- **ENUNCIADO DEL EJERCICIO A**: Edita el texto sobre libros y culos: reproduce todo lo que va desde "Los culos son" hasta "extremaunción más dulce?" y pon "mancha" en lugar de "mácula".
- **ENUNCIADO DEL EJERCICIO B**: Resume en dos oraciones el texto sobre libros y culos.

- **TEXTO PROPORCIONADO**:
·····

Los culos son como los libros. Los hay de diferentes colores, durezas y tamaños. Algunos permanecen limpios, libres de toda mácula: aún no han sido abiertos y manoseados. Otros son vetustos, apergaminados, ajados incluso, por los que la experiencia o el tiempo dejaron su pátina. Su calidad es subjetiva, reside en los ojos de quien mira, capaz de ponderar su valor en función del grosor o la textura, la dureza o la molicie.
Estos criterios responden, en primer lugar, a los valores socioculturales del observador, a sus filias y fobias, y, en última instancia, a un prurito nada desdeñable: quedar sepultado bajo unas nalgas. Morir bajo una pila de libros o de un culo, un coma diabético por exceso de hojaldre, ¿acaso existe una extremaunción más dulce?
Los libros son como los culos. Los hay grandes: cachetes enciclopédicos, mamotretos colosales que hacen las veces de pata para una mesa o una butaca. Resulta imposible no mirarlos. Desafían, sin pudor alguno, la geometría del buen gusto y el decoro.
Unas Páginas Amarillas o unas Posaderas Generosas pueden actuar como punto de fuga de una habitación. Es allí donde convergen deseo y rechazo. El ojo de un visitante se detiene, sin escrúpulos, para admirarlo o repudiarlo, pero sin dejar de estar subyugado por su hipnótica presencia.
No exagero: su campo gravitatorio es tan poderoso que, allá por donde van, el espacio que rodea su masa se llena de miradas furtivas, envidias, risas y juicios. Pero claro, esta afirmación es puramente especulativa. Tan solo podríamos confirmarla si colocásemos una masa junto a otra, un pandero junto a otro, lo que en física se conoce como masa testigo o masa de prueba. Lo que vendría a ser una comparación minuciosa de dos culámenes.
Con todo, no hace falta llegar a derroteros tan científicos para comprobar lo más evidente. Esta clase de libros y culos, de tan voluptuosos y henchidos, no solo son ultrajantes para la moral ajena, sino que en su profusión de carne, hacen saltar la costuras, ya sea de una encuadernación o de unos vaqueros. Desde el otro lado los contemplan, celosos, indolentes, aquellos que son más chiquititos y humildes, sin perjuicio, claro está, de contener cierta enjundia entre sus carnes o sus páginas.
Estos últimos conforman curvas mas sutiles; son pequeños, honestos, sucintos, como un legajo de hojas, una carpeta, o un briefing. Sobre esta categoría aún no existe literatura suficiente; su carácter tímido y apocado les lleva a disfrazar sus formas y contenido bajo unos pantalones que les den empaque, o detrás de un título —ya sea ‘manifiesto’, ‘decálogo’, ‘guía para…’— que les permita situarse junto a libros de mayor envergadura.

·····

- **DATOS SIN PROCESAR**:
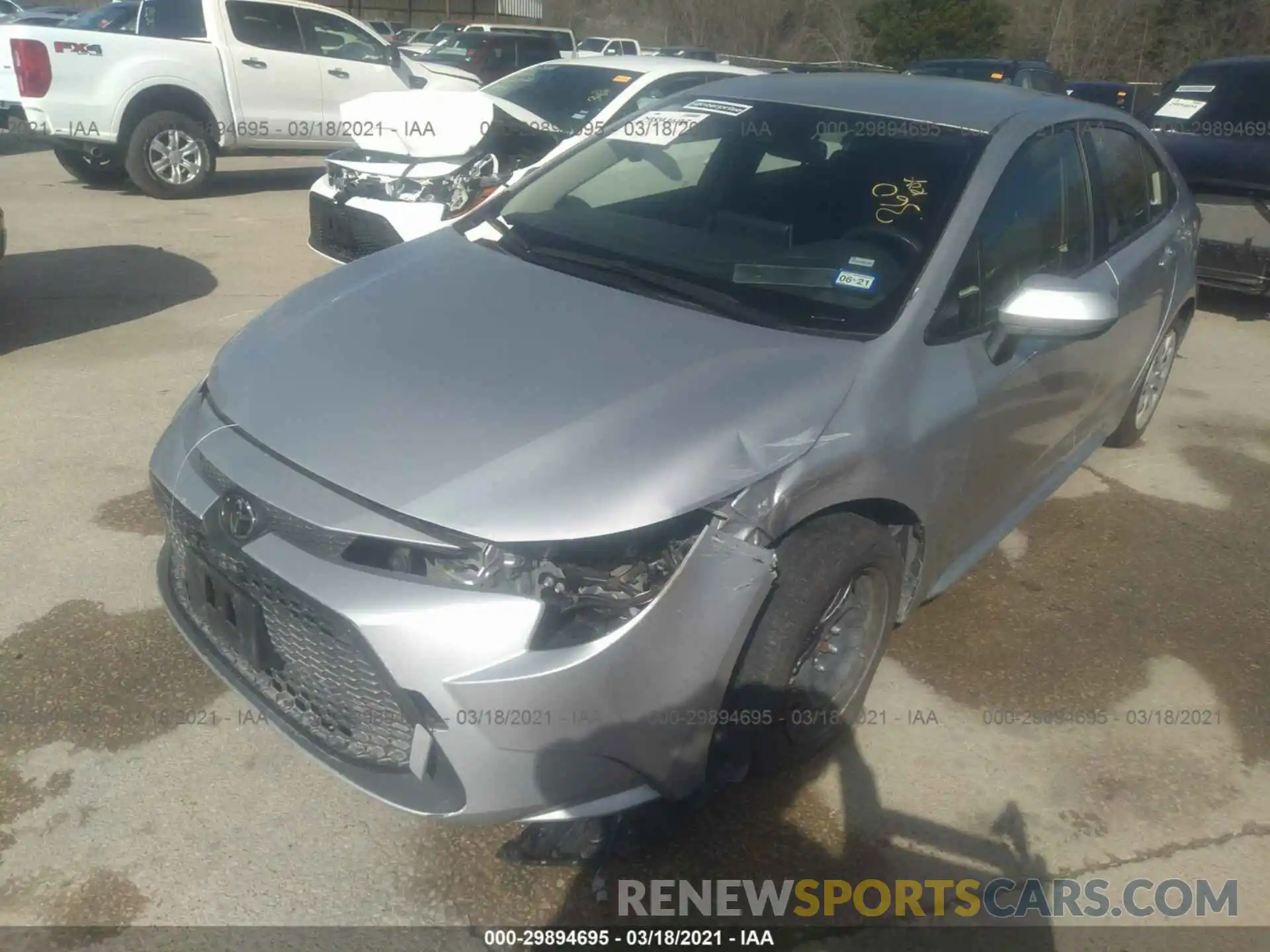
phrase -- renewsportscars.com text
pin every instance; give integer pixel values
(1000, 899)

·····

- **SOLUCIÓN DEL EJERCICIO A**:
Los culos son como los libros. Los hay de diferentes colores, durezas y tamaños. Algunos permanecen limpios, libres de toda mancha: aún no han sido abiertos y manoseados. Otros son vetustos, apergaminados, ajados incluso, por los que la experiencia o el tiempo dejaron su pátina. Su calidad es subjetiva, reside en los ojos de quien mira, capaz de ponderar su valor en función del grosor o la textura, la dureza o la molicie.
Estos criterios responden, en primer lugar, a los valores socioculturales del observador, a sus filias y fobias, y, en última instancia, a un prurito nada desdeñable: quedar sepultado bajo unas nalgas. Morir bajo una pila de libros o de un culo, un coma diabético por exceso de hojaldre, ¿acaso existe una extremaunción más dulce?

- **SOLUCIÓN DEL EJERCICIO B**: El texto compara los culos con los libros, ya que ambos varían en color, dureza y tamaño, y su valor depende de los ojos y de los valores socioculturales de quien los mira. Los grandes atraen miradas furtivas, envidias, risas y juicios hasta hacer saltar las costuras, mientras que los pequeños y humildes disfrazan sus formas bajo unos pantalones o tras un título que les permita situarse junto a libros de mayor envergadura.